------ TASK DATA ------

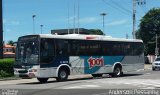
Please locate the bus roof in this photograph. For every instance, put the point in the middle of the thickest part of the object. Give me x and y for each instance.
(88, 37)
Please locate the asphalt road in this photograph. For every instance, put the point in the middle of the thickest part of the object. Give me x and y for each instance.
(84, 85)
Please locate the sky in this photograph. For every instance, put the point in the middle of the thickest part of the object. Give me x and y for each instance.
(60, 14)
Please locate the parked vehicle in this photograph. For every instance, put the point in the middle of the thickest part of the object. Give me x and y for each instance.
(156, 64)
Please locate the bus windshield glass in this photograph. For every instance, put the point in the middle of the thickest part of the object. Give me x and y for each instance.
(27, 50)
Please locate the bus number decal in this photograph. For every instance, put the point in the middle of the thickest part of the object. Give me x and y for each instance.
(95, 62)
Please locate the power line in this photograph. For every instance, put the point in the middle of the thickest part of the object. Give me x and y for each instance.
(121, 6)
(117, 8)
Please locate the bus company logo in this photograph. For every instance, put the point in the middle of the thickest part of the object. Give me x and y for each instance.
(93, 62)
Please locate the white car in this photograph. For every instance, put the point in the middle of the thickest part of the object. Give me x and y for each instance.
(156, 64)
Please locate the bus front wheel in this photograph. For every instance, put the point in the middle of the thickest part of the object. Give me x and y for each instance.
(97, 75)
(42, 80)
(62, 75)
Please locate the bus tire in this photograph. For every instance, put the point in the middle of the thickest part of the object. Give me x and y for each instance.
(97, 75)
(117, 72)
(62, 75)
(42, 80)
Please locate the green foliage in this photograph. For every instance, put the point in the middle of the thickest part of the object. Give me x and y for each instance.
(148, 28)
(6, 67)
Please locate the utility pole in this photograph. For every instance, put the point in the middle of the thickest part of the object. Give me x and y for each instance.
(103, 15)
(41, 28)
(156, 49)
(139, 2)
(1, 30)
(134, 18)
(33, 17)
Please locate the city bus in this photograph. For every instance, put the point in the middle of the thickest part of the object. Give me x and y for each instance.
(45, 56)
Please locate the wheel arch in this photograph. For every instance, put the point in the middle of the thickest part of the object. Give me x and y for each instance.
(117, 64)
(63, 66)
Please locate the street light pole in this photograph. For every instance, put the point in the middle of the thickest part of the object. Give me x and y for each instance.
(41, 29)
(1, 30)
(33, 16)
(103, 14)
(156, 49)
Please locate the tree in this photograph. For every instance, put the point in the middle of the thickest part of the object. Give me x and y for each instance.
(96, 32)
(148, 28)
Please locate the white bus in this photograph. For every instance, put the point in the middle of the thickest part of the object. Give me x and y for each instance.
(47, 56)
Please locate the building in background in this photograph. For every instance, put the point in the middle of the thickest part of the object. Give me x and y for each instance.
(8, 51)
(70, 31)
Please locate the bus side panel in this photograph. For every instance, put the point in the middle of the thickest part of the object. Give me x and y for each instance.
(93, 64)
(133, 63)
(77, 65)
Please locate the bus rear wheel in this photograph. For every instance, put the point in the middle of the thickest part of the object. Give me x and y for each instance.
(117, 72)
(62, 75)
(42, 80)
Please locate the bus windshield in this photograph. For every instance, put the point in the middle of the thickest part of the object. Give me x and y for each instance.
(27, 50)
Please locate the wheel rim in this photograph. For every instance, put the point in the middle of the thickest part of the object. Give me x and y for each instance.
(63, 74)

------

** REQUIRED WORK **
Working from the material above, transcribe it exactly while omitting pictures.

** SOLUTION FOR THIS PROBLEM **
Please locate the bus roof in this photograph. For every instance, put the point in the middle of the thickest part of the object. Give me x and y for each instance.
(88, 37)
Please locate the asphalt road in this photograph. For every instance, put the point in the middle of the thickest part of the object. Give me x and y for each instance.
(84, 85)
Please locate the sky in this photograph. For every instance, put the point in the middle of the thickest part of the object. Give me x and y for each instance.
(60, 14)
Please locate the parked vehicle in this photograph. For every instance, put the point in the middle of the thickest part of the object. Give me x and y for each instance.
(156, 64)
Please locate the bus windshield glass in this photograph. For every instance, put the point in the middle of the thickest part of the object. Give me x and y for each instance.
(27, 50)
Please locate the bus number decal in this photograph. For every instance, put the point in the middle of the thickest part of the object. Give me x and y for each instance.
(95, 62)
Please locate the power line in this photograph. For every instance, put the point in the middle of the thickest part of the object. Give me x and y for each instance.
(121, 6)
(117, 8)
Please locate the bus company logo in this photograph. For every instance, put the point in the middle of the thickest part of the object. Give me x and y for each instance.
(93, 62)
Please locate the white car in this photograph. For every instance, put the point in the middle of the thickest part of the object. Give me x and y for each instance.
(156, 64)
Please locate the bus front wheel in this photograph. For every instance, put the point in the middle of the thickest part of the object. Give me x and y for each instance.
(97, 75)
(42, 80)
(62, 75)
Please locate the bus tire in this photograph. For every instance, put the point in the middle of the thickest part of the object. Give me x and y for each instance.
(97, 75)
(117, 72)
(62, 75)
(42, 80)
Please locate the green foliage in this photograph. For every instance, put the point in the middle of the thickest part of the object. Give me x and y for each instance.
(148, 28)
(6, 67)
Please locate the utility pole in this photograph. For every instance, put the point in the middle of the thickest part of the object. Give me x and y for each instance.
(103, 15)
(41, 28)
(156, 49)
(139, 2)
(1, 30)
(134, 18)
(33, 17)
Please locate the city bus in this photograph. For every instance, put the point in the middle of the thickest part of the object. Give me x and y for each instance.
(45, 56)
Please locate the wheel arch in this photograph. For every instance, put the point in the middle of the thickest part of the object. Give me x and y for each instance.
(117, 64)
(63, 66)
Please locate the street light pole in this photograph. For every instance, put the point in the middle of the thickest part of the object. Give me x and y for each instance.
(41, 29)
(1, 30)
(33, 16)
(103, 14)
(156, 49)
Please locate the tree in this photograph. For every instance, put the point in the middle of the thickest part of the object. Give me x and y for each instance.
(96, 32)
(148, 28)
Please locate the white bus in this photograph. For every instance, put the point in the middle of the thickest part of the object. Give me x and y for each instance.
(47, 56)
Please locate the building in background in this photograph. For every instance, put the point in the middle of the thickest part of the object. Give me x and y for each instance.
(8, 51)
(70, 31)
Please locate the bus side panel in this photograph. For every instance, put the point in the middle of the thickest part of the object. Give me x and y for each instance.
(93, 64)
(133, 63)
(77, 65)
Please locate the bus rear wheel in this photograph. For every instance, put the point in the middle of the thickest part of the object. Give me x and y for each instance.
(117, 72)
(62, 75)
(42, 80)
Please locate the bus windshield in this photograph. For every instance, put the point in the middle of the thickest part of the object. Give me x and y for each instance.
(27, 50)
Please locate the wheel rim in this photograph. For every instance, put the point in the middle of the thickest part of the object. Give me x and y for each instance.
(63, 74)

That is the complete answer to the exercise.